▶ [Extract to read]
------------------------------------------------------------

Where the tea flows + conversations brew

February 10, 2024 BY

The region's favourite food van has found a more permanent home in Geelong. But for Troy Benjamin and his wife Cerisa, Blak Brews is about far more than providing a warm beverage. Photo: ELLIE CLARINGBOLD

Warm smiles and friendly greetings from the crew at Blak Brews have become a fixture at music festivals, markets and local events across the region.

And now the beloved food van has found a more permanent home slinging specialty coffee and jaffles on Bellarine Street in Geelong.

Housed on an empty lot with seating fashioned from milk crates, it’s a no-nonsense though inviting space that prioritises good food, quality brews and conversation.

Troy Benjamin loves the simplicity of it.

“Zip ties, milk crates – that’s enough for me and that’s what I want people to have, just the basics,” he said. “You keep it simple, you can keep it quality. We’re not a three-star restaurant…we’re your new local.

“Everyone loves to have a local…because you’re going to get looked after. They’re going to know your name.”

Blak Brews is not just about tea; it’s also about putting people together in positive situations. Photo: ELLIE CLARINGBOLD


While it’s the first space he has opened in Geelong, it’s by no means Benjamin’s first hospitality venture.

For seven years, Benjamin was the owner of one of Melbourne favourite café haunts, T-Roy Browns on Flinders Street.

An experienced barista, it was there Benjamin forged a reputation for treating his customers like family and delivering toasties deemed ‘too good to resist’.

The Blak Brews brand, which Benjamin operates with his wife Cerisa, is now just over one year old and those unfamiliar with it may be surprised to learn it began with a range of tea celebrating Indigenous ingredients.

The range is locally made, all natural and highly medicinal.

“The cuppa is an instigator for some quality time,” Benjamin said.

“I think most people would have heard ‘Put on the kettle’, ‘Come over for a cuppa’.”

He said he loves thinking about what life was like for his mother in the ’80s, when deep conversations were frequently had over a cup of tea.

------------------------------------------------------------

▶ [Problem to work on] According to the article about Blak Brews, what did the brand begin with? The data that comes next isn't needed.

------------------------------------------------------------

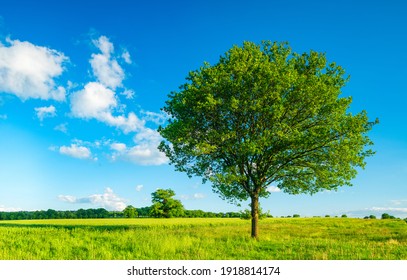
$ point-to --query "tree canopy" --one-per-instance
(266, 115)
(164, 205)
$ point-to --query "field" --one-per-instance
(200, 238)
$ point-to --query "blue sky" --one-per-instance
(82, 84)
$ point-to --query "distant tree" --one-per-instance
(164, 205)
(265, 115)
(130, 212)
(386, 216)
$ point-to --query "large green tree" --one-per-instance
(164, 205)
(265, 115)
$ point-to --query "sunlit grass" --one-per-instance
(212, 238)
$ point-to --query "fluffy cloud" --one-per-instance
(76, 151)
(126, 57)
(193, 197)
(108, 200)
(272, 189)
(28, 71)
(45, 112)
(63, 127)
(94, 101)
(144, 152)
(9, 209)
(97, 101)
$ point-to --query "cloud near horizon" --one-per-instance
(108, 200)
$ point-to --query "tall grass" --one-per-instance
(175, 239)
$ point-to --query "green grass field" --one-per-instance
(200, 238)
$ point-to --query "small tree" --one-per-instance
(164, 205)
(130, 212)
(264, 115)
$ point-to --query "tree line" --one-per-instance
(100, 213)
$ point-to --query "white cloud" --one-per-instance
(63, 127)
(67, 198)
(126, 57)
(9, 209)
(97, 101)
(108, 200)
(94, 101)
(120, 147)
(193, 197)
(145, 151)
(45, 112)
(28, 71)
(157, 118)
(128, 93)
(76, 151)
(273, 189)
(106, 69)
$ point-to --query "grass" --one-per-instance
(208, 239)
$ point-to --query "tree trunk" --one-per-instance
(255, 216)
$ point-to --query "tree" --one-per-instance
(266, 115)
(164, 205)
(130, 212)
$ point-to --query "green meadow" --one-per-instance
(203, 239)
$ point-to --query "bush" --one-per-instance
(387, 216)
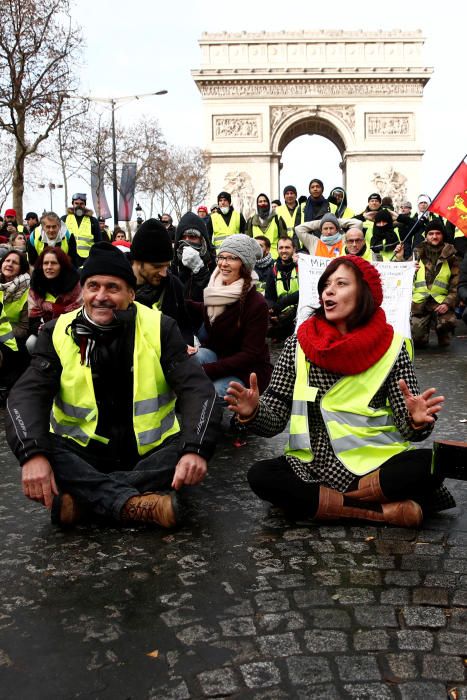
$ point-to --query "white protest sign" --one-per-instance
(397, 279)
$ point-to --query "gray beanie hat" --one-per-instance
(244, 247)
(331, 219)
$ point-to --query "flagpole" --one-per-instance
(442, 188)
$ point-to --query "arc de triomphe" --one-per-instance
(361, 90)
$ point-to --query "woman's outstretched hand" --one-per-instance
(243, 400)
(423, 407)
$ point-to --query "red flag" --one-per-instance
(451, 200)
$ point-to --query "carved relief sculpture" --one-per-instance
(231, 127)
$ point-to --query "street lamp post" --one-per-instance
(51, 186)
(115, 103)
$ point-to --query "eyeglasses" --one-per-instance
(226, 258)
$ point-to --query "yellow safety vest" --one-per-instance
(439, 289)
(74, 412)
(362, 438)
(39, 244)
(82, 233)
(221, 230)
(6, 331)
(290, 219)
(271, 233)
(13, 308)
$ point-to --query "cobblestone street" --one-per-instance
(238, 602)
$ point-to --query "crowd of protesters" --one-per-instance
(190, 308)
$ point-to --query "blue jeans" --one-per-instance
(105, 493)
(205, 355)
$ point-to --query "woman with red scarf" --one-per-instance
(347, 384)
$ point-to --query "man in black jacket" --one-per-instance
(108, 375)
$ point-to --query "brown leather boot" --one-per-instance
(65, 511)
(369, 489)
(158, 508)
(401, 513)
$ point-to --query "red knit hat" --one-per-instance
(370, 274)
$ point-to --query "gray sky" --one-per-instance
(141, 47)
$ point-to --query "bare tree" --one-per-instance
(38, 45)
(186, 178)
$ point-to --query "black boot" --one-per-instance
(450, 459)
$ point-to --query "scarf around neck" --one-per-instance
(218, 296)
(15, 288)
(351, 353)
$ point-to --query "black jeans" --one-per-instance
(104, 493)
(407, 475)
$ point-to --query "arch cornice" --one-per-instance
(335, 122)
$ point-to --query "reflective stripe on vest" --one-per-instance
(6, 331)
(39, 244)
(290, 219)
(13, 309)
(221, 230)
(75, 413)
(323, 251)
(82, 233)
(439, 289)
(280, 288)
(361, 437)
(271, 233)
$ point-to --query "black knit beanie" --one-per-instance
(152, 243)
(105, 259)
(226, 195)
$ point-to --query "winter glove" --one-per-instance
(192, 259)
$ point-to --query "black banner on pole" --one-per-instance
(99, 199)
(127, 191)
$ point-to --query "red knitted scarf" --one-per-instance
(351, 353)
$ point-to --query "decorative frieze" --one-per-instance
(279, 114)
(236, 126)
(281, 89)
(384, 125)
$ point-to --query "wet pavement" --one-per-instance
(239, 602)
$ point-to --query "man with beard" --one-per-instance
(194, 258)
(282, 292)
(224, 222)
(83, 225)
(158, 288)
(266, 223)
(316, 205)
(291, 213)
(435, 287)
(108, 375)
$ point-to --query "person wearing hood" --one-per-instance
(52, 233)
(338, 196)
(316, 205)
(329, 242)
(385, 236)
(157, 287)
(83, 225)
(266, 223)
(224, 222)
(435, 287)
(233, 318)
(194, 258)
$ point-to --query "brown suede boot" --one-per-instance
(65, 511)
(161, 509)
(401, 513)
(369, 489)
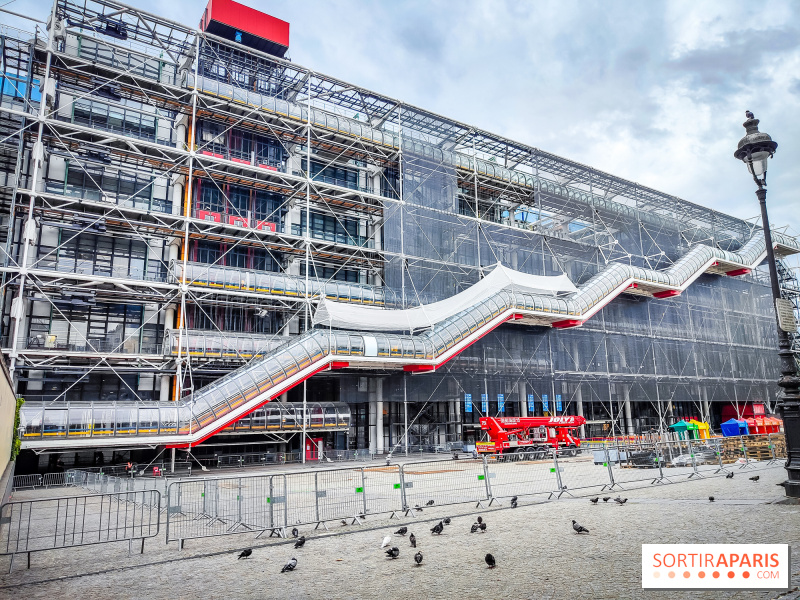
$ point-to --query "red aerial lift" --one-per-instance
(525, 434)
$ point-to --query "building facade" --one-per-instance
(176, 202)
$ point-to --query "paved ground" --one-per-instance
(537, 552)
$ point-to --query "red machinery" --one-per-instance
(521, 434)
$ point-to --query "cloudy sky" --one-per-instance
(653, 91)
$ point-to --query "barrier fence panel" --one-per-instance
(777, 443)
(445, 482)
(47, 524)
(383, 489)
(22, 482)
(637, 464)
(325, 495)
(589, 470)
(677, 459)
(707, 454)
(508, 478)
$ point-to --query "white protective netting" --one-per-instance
(349, 316)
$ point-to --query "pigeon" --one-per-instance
(289, 566)
(579, 528)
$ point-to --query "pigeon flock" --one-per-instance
(479, 526)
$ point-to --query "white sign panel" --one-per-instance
(786, 318)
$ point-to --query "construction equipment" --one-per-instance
(530, 434)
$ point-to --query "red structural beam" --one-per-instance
(667, 294)
(566, 324)
(229, 421)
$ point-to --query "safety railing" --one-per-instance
(28, 526)
(22, 482)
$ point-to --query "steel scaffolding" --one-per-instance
(178, 203)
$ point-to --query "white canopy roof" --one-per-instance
(350, 316)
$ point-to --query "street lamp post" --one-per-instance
(755, 149)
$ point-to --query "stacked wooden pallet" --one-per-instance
(754, 447)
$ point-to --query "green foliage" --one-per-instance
(16, 443)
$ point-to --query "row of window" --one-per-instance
(238, 201)
(236, 143)
(239, 256)
(90, 181)
(76, 326)
(232, 319)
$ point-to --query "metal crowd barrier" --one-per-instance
(28, 526)
(22, 482)
(272, 503)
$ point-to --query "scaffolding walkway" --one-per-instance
(215, 407)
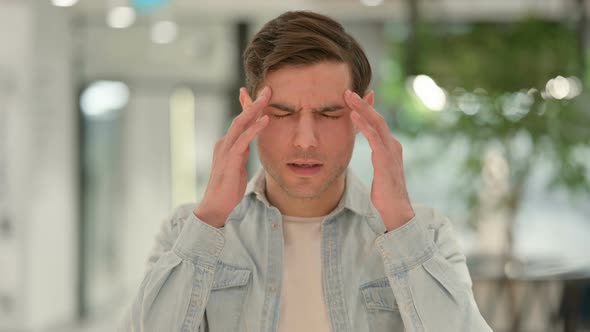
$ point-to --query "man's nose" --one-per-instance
(306, 132)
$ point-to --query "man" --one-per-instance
(304, 246)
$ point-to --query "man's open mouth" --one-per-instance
(304, 165)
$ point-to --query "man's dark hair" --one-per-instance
(303, 38)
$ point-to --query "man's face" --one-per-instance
(308, 142)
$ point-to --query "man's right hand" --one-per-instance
(228, 178)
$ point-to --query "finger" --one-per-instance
(249, 114)
(375, 141)
(245, 98)
(376, 120)
(243, 142)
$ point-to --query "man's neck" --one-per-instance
(318, 206)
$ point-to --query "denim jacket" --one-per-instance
(200, 278)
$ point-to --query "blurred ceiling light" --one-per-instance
(164, 32)
(102, 98)
(431, 95)
(371, 3)
(148, 6)
(63, 3)
(121, 17)
(561, 87)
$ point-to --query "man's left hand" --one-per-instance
(388, 191)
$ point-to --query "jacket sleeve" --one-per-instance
(429, 277)
(178, 278)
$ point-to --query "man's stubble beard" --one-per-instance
(333, 177)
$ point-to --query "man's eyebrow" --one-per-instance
(329, 108)
(283, 107)
(324, 109)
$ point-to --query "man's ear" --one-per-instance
(369, 98)
(245, 99)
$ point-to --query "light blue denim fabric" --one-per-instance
(200, 278)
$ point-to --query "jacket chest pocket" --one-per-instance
(382, 310)
(226, 301)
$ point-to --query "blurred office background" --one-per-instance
(109, 110)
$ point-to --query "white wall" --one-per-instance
(41, 160)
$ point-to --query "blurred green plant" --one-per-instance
(507, 85)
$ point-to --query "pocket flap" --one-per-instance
(379, 295)
(228, 276)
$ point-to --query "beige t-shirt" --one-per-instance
(302, 298)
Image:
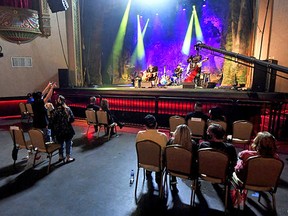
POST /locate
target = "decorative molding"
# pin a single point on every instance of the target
(19, 25)
(44, 18)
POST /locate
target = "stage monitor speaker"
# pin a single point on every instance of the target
(58, 5)
(63, 75)
(264, 78)
(211, 85)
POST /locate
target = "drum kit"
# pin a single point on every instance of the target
(175, 79)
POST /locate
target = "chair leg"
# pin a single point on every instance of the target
(193, 192)
(226, 197)
(50, 158)
(136, 184)
(87, 129)
(273, 201)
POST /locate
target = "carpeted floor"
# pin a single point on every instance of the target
(97, 183)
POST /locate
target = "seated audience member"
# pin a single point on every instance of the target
(152, 133)
(40, 117)
(111, 117)
(216, 114)
(92, 105)
(215, 136)
(63, 130)
(182, 136)
(264, 144)
(30, 98)
(197, 113)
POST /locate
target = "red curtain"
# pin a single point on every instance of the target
(18, 3)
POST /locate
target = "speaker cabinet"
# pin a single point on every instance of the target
(264, 78)
(63, 75)
(58, 5)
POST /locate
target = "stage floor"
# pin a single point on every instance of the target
(185, 91)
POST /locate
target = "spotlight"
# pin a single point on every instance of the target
(1, 54)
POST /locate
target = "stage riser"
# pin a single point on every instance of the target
(265, 114)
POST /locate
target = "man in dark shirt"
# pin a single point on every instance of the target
(92, 105)
(197, 113)
(215, 136)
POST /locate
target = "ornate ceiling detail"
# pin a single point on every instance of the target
(20, 25)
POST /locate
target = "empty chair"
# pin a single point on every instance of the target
(39, 145)
(262, 175)
(179, 163)
(197, 126)
(102, 118)
(91, 118)
(19, 141)
(174, 121)
(149, 157)
(23, 110)
(241, 132)
(213, 167)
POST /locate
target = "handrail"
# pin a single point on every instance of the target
(245, 58)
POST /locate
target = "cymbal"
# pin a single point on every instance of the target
(129, 66)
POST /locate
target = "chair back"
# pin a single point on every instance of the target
(37, 139)
(22, 107)
(197, 126)
(29, 109)
(102, 117)
(149, 155)
(174, 121)
(213, 165)
(242, 130)
(91, 117)
(18, 138)
(178, 161)
(222, 123)
(263, 173)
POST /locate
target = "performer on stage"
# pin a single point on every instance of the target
(152, 74)
(178, 74)
(194, 69)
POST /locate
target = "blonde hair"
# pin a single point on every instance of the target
(104, 104)
(265, 144)
(182, 136)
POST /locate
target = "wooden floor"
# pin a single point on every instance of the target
(97, 182)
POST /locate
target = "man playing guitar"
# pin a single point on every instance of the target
(194, 69)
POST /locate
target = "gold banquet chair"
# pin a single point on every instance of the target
(263, 175)
(179, 163)
(174, 121)
(39, 145)
(222, 123)
(30, 112)
(149, 157)
(23, 110)
(241, 132)
(102, 118)
(91, 118)
(19, 141)
(197, 127)
(213, 167)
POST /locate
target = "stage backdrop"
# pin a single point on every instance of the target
(122, 37)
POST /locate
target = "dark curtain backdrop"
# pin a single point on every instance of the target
(227, 24)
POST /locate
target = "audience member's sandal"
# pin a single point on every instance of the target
(68, 160)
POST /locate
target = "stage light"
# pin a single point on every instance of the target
(198, 30)
(188, 37)
(119, 41)
(204, 3)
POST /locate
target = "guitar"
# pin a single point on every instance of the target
(192, 74)
(165, 80)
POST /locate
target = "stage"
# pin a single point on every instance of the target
(267, 110)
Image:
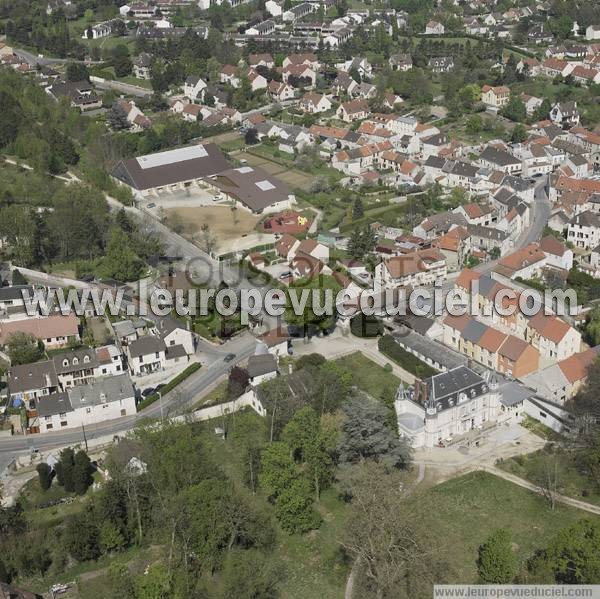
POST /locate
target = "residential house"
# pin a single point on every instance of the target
(229, 75)
(499, 159)
(81, 94)
(262, 368)
(444, 405)
(565, 114)
(137, 120)
(87, 404)
(434, 28)
(261, 29)
(353, 110)
(280, 91)
(583, 230)
(194, 87)
(141, 65)
(400, 62)
(441, 64)
(146, 355)
(314, 103)
(423, 267)
(495, 97)
(264, 60)
(55, 331)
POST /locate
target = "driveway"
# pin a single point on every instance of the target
(192, 197)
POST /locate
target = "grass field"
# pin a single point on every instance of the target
(369, 376)
(291, 176)
(571, 480)
(464, 511)
(219, 218)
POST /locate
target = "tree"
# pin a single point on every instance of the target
(82, 472)
(305, 438)
(111, 540)
(497, 562)
(153, 584)
(572, 557)
(385, 537)
(44, 476)
(116, 117)
(24, 348)
(11, 117)
(365, 434)
(250, 574)
(358, 210)
(121, 262)
(363, 325)
(251, 136)
(64, 469)
(288, 489)
(81, 537)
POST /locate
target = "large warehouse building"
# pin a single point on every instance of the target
(204, 165)
(171, 170)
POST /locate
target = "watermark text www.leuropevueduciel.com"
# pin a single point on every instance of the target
(258, 299)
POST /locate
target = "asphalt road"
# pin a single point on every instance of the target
(124, 88)
(173, 403)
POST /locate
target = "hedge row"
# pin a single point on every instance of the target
(169, 386)
(387, 345)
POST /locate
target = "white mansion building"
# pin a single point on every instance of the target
(445, 405)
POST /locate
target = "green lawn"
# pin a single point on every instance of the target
(313, 564)
(572, 480)
(464, 511)
(369, 376)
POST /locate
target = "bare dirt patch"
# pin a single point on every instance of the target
(224, 223)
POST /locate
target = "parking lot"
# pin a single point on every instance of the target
(192, 197)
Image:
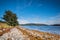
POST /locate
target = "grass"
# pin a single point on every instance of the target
(4, 25)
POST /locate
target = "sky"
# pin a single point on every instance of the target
(33, 11)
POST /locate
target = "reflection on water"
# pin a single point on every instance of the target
(50, 29)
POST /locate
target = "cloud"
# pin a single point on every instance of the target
(22, 21)
(37, 19)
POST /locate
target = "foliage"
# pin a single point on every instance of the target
(10, 18)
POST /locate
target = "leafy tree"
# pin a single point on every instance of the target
(10, 18)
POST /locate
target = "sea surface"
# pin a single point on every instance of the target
(50, 29)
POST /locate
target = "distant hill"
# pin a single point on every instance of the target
(33, 24)
(56, 25)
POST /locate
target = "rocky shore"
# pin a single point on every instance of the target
(18, 33)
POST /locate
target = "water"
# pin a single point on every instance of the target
(50, 29)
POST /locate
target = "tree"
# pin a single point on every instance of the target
(10, 18)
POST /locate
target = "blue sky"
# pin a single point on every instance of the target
(33, 11)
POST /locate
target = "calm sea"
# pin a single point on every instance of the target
(50, 29)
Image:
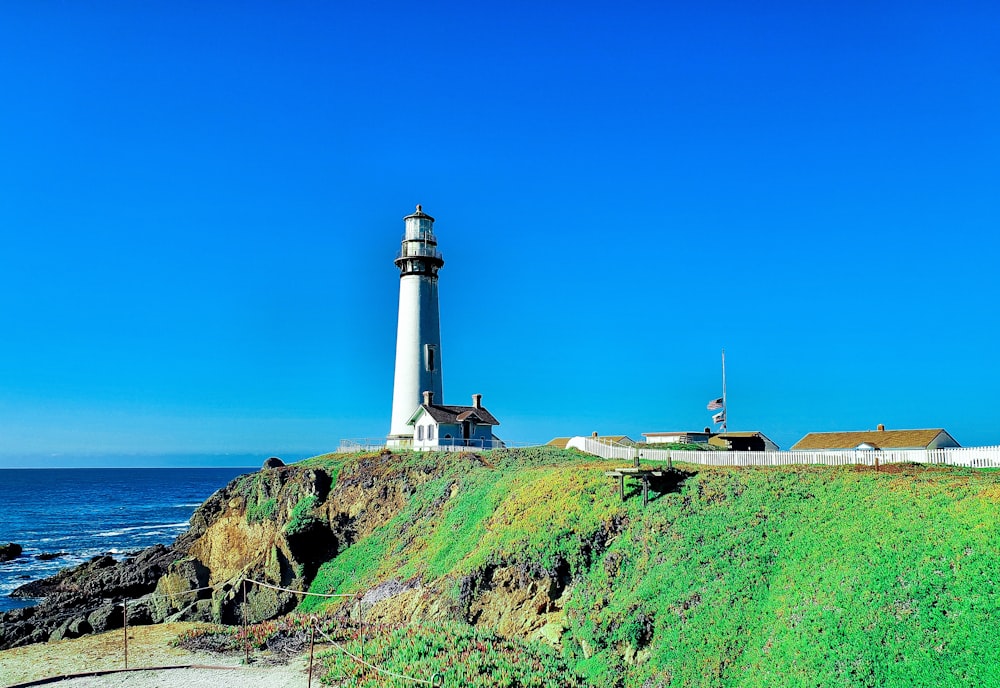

------------------------------------------------------------

▶ [Answer to the exercise] A range of tea celebrating Indigenous ingredients.